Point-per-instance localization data

- - -

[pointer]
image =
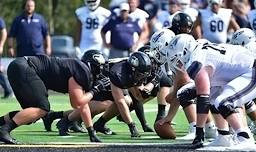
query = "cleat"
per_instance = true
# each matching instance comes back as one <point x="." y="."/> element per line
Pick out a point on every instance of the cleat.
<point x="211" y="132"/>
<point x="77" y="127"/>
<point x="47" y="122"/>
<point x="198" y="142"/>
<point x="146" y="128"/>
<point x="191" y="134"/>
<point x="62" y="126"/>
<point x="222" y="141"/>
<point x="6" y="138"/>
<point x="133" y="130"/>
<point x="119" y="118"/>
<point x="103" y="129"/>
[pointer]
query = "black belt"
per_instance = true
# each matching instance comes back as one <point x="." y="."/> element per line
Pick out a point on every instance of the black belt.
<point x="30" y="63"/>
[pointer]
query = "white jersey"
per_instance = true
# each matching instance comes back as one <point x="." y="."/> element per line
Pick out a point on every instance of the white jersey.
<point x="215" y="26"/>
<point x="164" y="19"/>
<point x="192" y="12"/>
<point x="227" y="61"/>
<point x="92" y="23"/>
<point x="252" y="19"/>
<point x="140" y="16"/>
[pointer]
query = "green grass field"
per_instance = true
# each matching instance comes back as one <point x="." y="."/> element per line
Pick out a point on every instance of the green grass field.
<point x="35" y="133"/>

- - -

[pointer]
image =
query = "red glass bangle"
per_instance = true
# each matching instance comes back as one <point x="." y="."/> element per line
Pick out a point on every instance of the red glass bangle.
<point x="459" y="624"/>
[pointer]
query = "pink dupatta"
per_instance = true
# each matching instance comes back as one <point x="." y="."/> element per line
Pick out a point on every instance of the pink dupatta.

- - -

Your task is to collect every line above that contains the word "dupatta".

ANSWER BOX:
query = "pink dupatta"
Pick out a point on every instance of the pink dupatta.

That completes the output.